**DOCUMENT PASSAGE:**
──────

Some Indian television channels had shown PM Oli in poor light and that led to Nepal banning almost all the Indian news channels except the official channel, Doordarshan. Interestingly, some media reporting had infuriated Nepal in 1954. In his letter to PM MP Koirala in May 1954, PM Nehru wrote, “I was distressed to find that the Searchlight newspaper of Patna has been writing highly objectionable article about Nepal. The Editor of the Searchlight is not an example of intelligence. Anyhow, I have written to the Chief Minister of Bihar to pull the Editor up.” These kinds of assurances with a personal touch can diffuse tensions.

──────

Named region outline records:
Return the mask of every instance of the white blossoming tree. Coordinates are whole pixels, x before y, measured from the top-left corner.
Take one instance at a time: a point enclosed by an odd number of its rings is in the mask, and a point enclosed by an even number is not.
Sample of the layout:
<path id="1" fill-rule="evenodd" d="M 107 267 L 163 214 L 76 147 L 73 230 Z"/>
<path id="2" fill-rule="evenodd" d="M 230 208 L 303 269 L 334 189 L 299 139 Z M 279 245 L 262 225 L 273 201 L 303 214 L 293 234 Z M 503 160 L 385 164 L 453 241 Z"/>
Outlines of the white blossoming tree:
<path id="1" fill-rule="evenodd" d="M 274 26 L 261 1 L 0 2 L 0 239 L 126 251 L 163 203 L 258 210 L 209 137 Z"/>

──────

**CHALLENGE 1:** In the passage on Nepal and the Indian media, which news channel was left out of Nepal's ban?
**CHALLENGE 2:** Update the passage on Nepal and the Indian media from "Some Indian television" to "can diffuse tensions.", putting "troubled" in place of "distressed".

**EXERCISE RESPONSE 1:** Doordarshan, the official channel.

**EXERCISE RESPONSE 2:**
Some Indian television channels had shown PM Oli in poor light and that led to Nepal banning almost all the Indian news channels except the official channel, Doordarshan. Interestingly, some media reporting had infuriated Nepal in 1954. In his letter to PM MP Koirala in May 1954, PM Nehru wrote, “I was troubled to find that the Searchlight newspaper of Patna has been writing highly objectionable article about Nepal. The Editor of the Searchlight is not an example of intelligence. Anyhow, I have written to the Chief Minister of Bihar to pull the Editor up.” These kinds of assurances with a personal touch can diffuse tensions.